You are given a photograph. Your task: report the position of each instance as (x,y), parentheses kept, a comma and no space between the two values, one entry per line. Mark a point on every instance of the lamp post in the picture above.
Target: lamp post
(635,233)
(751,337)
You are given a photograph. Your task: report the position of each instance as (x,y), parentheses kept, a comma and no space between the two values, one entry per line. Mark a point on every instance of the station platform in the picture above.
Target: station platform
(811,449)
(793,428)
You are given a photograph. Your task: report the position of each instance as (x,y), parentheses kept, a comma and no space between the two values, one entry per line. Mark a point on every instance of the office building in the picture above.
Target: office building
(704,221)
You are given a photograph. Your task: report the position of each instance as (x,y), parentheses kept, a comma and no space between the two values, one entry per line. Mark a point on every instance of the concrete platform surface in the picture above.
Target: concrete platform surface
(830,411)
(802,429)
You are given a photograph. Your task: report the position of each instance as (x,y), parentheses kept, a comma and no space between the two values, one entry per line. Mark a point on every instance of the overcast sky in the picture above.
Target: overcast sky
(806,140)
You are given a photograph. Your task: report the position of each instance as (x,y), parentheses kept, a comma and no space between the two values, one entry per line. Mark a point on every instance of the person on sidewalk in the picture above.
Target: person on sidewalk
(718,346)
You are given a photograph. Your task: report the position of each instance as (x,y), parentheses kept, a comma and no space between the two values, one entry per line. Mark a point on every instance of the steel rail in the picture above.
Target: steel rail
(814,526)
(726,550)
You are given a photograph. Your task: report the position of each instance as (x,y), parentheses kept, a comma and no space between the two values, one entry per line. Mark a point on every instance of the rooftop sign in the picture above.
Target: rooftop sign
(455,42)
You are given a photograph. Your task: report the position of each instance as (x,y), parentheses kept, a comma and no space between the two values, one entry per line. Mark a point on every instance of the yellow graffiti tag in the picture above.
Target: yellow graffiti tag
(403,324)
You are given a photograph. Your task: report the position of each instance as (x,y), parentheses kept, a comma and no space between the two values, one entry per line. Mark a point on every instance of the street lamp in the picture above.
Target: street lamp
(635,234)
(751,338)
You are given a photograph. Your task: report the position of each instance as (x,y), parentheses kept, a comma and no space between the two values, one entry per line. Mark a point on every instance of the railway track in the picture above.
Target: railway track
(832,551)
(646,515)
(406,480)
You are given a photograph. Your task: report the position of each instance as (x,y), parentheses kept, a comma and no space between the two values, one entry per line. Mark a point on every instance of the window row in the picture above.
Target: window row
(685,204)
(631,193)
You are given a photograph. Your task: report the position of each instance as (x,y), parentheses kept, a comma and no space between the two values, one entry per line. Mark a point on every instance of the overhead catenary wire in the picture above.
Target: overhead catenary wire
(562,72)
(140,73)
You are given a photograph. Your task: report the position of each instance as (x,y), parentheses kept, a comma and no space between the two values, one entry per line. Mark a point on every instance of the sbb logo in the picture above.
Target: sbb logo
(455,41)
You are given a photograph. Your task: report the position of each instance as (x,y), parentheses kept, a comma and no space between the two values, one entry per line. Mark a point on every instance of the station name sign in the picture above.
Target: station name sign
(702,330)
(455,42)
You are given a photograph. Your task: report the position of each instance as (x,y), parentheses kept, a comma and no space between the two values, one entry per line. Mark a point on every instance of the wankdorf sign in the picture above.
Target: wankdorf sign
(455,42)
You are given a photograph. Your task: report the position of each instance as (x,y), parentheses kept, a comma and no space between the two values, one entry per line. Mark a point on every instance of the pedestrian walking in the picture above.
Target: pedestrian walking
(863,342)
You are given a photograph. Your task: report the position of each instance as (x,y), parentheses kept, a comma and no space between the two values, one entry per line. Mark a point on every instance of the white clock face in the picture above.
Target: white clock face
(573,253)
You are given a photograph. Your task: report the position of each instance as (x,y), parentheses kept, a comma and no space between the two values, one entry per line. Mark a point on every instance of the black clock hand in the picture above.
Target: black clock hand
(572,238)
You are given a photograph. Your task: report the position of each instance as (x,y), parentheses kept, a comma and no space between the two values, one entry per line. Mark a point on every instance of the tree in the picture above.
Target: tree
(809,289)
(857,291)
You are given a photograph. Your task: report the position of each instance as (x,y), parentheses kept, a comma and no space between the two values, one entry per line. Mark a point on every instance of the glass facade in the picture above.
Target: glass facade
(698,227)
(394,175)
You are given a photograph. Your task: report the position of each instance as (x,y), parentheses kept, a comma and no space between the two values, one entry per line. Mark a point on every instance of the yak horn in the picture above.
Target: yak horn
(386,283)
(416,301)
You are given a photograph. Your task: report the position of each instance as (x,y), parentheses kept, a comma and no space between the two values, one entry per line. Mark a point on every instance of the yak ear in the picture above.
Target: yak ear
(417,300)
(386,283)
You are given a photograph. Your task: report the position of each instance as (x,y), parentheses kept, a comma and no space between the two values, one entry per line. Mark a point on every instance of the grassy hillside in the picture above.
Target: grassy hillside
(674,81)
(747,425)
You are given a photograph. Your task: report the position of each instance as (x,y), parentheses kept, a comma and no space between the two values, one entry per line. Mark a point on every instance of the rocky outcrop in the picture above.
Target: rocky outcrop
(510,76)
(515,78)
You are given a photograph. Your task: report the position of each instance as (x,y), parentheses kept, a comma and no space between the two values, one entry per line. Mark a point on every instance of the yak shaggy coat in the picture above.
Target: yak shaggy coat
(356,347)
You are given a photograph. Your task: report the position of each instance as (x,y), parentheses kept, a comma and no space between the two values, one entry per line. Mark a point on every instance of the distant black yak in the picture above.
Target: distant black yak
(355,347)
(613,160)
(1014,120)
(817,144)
============
§ Stated exercise
Recast all the items above as a Markdown table with the columns No. and Text, putting each line in its own row with its number. Leave out any blank lines.

§ Response below
| No. | Text |
|---|---|
| 1 | You are given a photograph. Your task: report the position of each instance as (x,y), parentheses kept, a comma and no space between the two values, one entry per line. Mark a point on every instance of the lamp post in the picture above. |
| 2 | Target: lamp post |
| 3 | (635,233) |
| 4 | (751,337) |
| 5 | You are given a photograph. Your task: report the position of each instance as (x,y), parentheses kept, a comma and no space between the two values, one entry per line. Mark a point on every instance of the station platform in the picture above. |
| 6 | Target: station platform |
| 7 | (811,449) |
| 8 | (793,428) |
| 9 | You are given a photograph. Your task: report the position of each instance as (x,y), parentheses kept, a comma and no space between the two values, one entry per line. Mark a point on every instance of the office building in the picture above. |
| 10 | Target: office building |
| 11 | (704,221) |
| 12 | You are given a photograph. Your task: report the position of each instance as (x,y), parentheses kept, a comma and no space between the two values, one entry per line. Mark a point on every instance of the concrete platform surface in the picture above. |
| 13 | Target: concrete platform surface |
| 14 | (830,411) |
| 15 | (802,429) |
| 16 | You are given a photograph. Your task: report the position of each instance as (x,y), parentheses kept, a comma and no space between the two values, one entry per line. Mark a point on every instance of the overcast sky in the picture above. |
| 17 | Target: overcast sky |
| 18 | (806,140) |
| 19 | You are given a photograph. Your task: report the position of each instance as (x,y), parentheses kept, a comma and no space between the two values, one entry per line. Mark a point on every instance of the person on sidewalk in the picture above. |
| 20 | Target: person on sidewalk |
| 21 | (718,346) |
| 22 | You are given a photograph. Your task: report the position of each instance as (x,y), parentheses kept, a comma and no space between the two values, one entry per line. Mark a point on every instance of the steel rail in the picture above. |
| 23 | Target: steel rail |
| 24 | (814,526) |
| 25 | (726,550) |
| 26 | You are given a photograph. Your task: report the position of each instance as (x,y), parentheses kept, a comma and no space between the two values, one entry per line. Mark a point on every instance of the rooftop sign in the picture above. |
| 27 | Target: rooftop sign |
| 28 | (455,42) |
| 29 | You are given a photograph. Your task: report the position of each instance as (x,y), parentheses kept, a comma and no space between the two values, one entry per line. Mark a point on every instance of the yellow graffiti tag in the picture above. |
| 30 | Target: yellow graffiti tag |
| 31 | (403,324) |
| 32 | You are given a photograph. Your task: report the position of each instance as (x,y), parentheses kept, a comma and no space between the two values, one entry per line. Mark a point on every instance of the street lamp in the picture above. |
| 33 | Target: street lamp |
| 34 | (635,234) |
| 35 | (751,338) |
| 36 | You are given a photograph. Your task: report the position of each instance as (x,y), parentheses kept, a comma and no space between the two values, one entry per line. Mark a point on every instance of the railway track in the picture above. |
| 37 | Target: railway track |
| 38 | (832,551) |
| 39 | (646,515) |
| 40 | (406,480) |
| 41 | You are given a photograph. Your task: report the position of each instance as (x,y), parentheses kept, a comma and no space between the two values, one entry per line. Mark a point on every instance of the window row in the picture above. |
| 42 | Target: window row |
| 43 | (685,204) |
| 44 | (631,193) |
| 45 | You are given a photograph. Your task: report the position of each instance as (x,y), parentheses kept, a comma and no space between the two values, one entry per line. Mark a point on every instance of the overhead catenary wire in the picture above. |
| 46 | Target: overhead catenary wire |
| 47 | (562,72) |
| 48 | (140,73) |
| 49 | You are given a photograph. Your task: report the position of each instance as (x,y), parentheses kept, a comma and no space between the two values, one entry per line. Mark a point on every instance of the sbb logo in the picture above. |
| 50 | Target: sbb logo |
| 51 | (455,41) |
| 52 | You are given a photograph. Your task: report the position of each instance as (x,y), parentheses kept, a comma and no space between the two values, one entry per line. Mark a point on every instance of the station name sign in the picture above. |
| 53 | Target: station name sign |
| 54 | (702,330) |
| 55 | (455,42) |
| 56 | You are given a photograph. Your task: report the position of each instance as (x,y), parentheses kept, a comma and no space between the two values, one entry per line. Mark a point on every instance of the wankdorf sign in the picture above. |
| 57 | Target: wankdorf sign |
| 58 | (455,42) |
| 59 | You are given a photograph. Your task: report the position of each instance as (x,y), parentheses kept, a comma and no space between the two values, one entry per line. Mark a point on every instance of the pedestrian walking in the picture above. |
| 60 | Target: pedestrian walking |
| 61 | (863,342) |
| 62 | You are given a photograph. Your task: report the position of each instance as (x,y), parentheses kept, a comma and no space between the two values, one entry per line. Mark a point on every instance of the white clock face in the picture above. |
| 63 | Target: white clock face |
| 64 | (573,253) |
| 65 | You are given a photograph. Your task: report the position of each instance as (x,y), parentheses kept, a comma and no space between the two values, one entry per line. Mark a point on every instance of the black clock hand in the picture above. |
| 66 | Target: black clock hand |
| 67 | (572,238) |
| 68 | You are given a photograph. Your task: report the position of each instance as (x,y), parentheses kept, a comma and no space between the two values, one entry per line. Mark a point on every instance of the tree in the picture above. |
| 69 | Target: tree |
| 70 | (809,289) |
| 71 | (857,291) |
| 72 | You are given a photograph. Your task: report the position of each instance as (x,y), parentheses kept, a comma and no space between the two values, one entry per line. Mark a point on every instance of the glass facade in the picture above. |
| 73 | Target: glass facade |
| 74 | (698,227) |
| 75 | (394,175) |
| 76 | You are given a photograph. Your task: report the position of each instance as (x,y), parentheses kept, a comma and no space between the two values, one entry per line. Mark a point on every instance of the yak horn in the picture above. |
| 77 | Target: yak horn |
| 78 | (386,283) |
| 79 | (416,301) |
| 80 | You are given a photograph. Your task: report the position of each instance as (x,y), parentheses kept, a comma and no space between the two values, one entry per line. Mark a point on every instance of the yak ear in the picture above. |
| 81 | Target: yak ear |
| 82 | (417,300) |
| 83 | (386,283) |
| 84 | You are given a photograph. Your task: report the position of each instance as (x,y), parentheses kept, a comma and no space between the two values, one entry per line. Mark a point on every instance of the grassy hillside in the picture above. |
| 85 | Target: grassy hillside |
| 86 | (674,81) |
| 87 | (747,425) |
| 88 | You are given a photograph. Your task: report the position of each instance as (x,y), parentheses kept, a comma and no space between the two values, one entry per line. Mark a point on every instance of the rocky outcrop in the picture above. |
| 89 | Target: rocky outcrop |
| 90 | (510,76) |
| 91 | (515,78) |
| 92 | You are given a photograph. Your task: report the position of each instance as (x,y), parentheses kept, a comma and no space between the two values, one entry per line. Mark a point on every instance of the yak shaggy coat in the picture above. |
| 93 | Target: yak shaggy coat |
| 94 | (356,347) |
| 95 | You are given a photograph. Your task: report the position of each instance as (x,y), parentheses kept, a comma and no space between the two values, one entry per line. Mark a point on every instance of the distant black yak in the picture above. |
| 96 | Target: distant black yak |
| 97 | (355,347) |
| 98 | (613,160) |
| 99 | (1014,120) |
| 100 | (817,144) |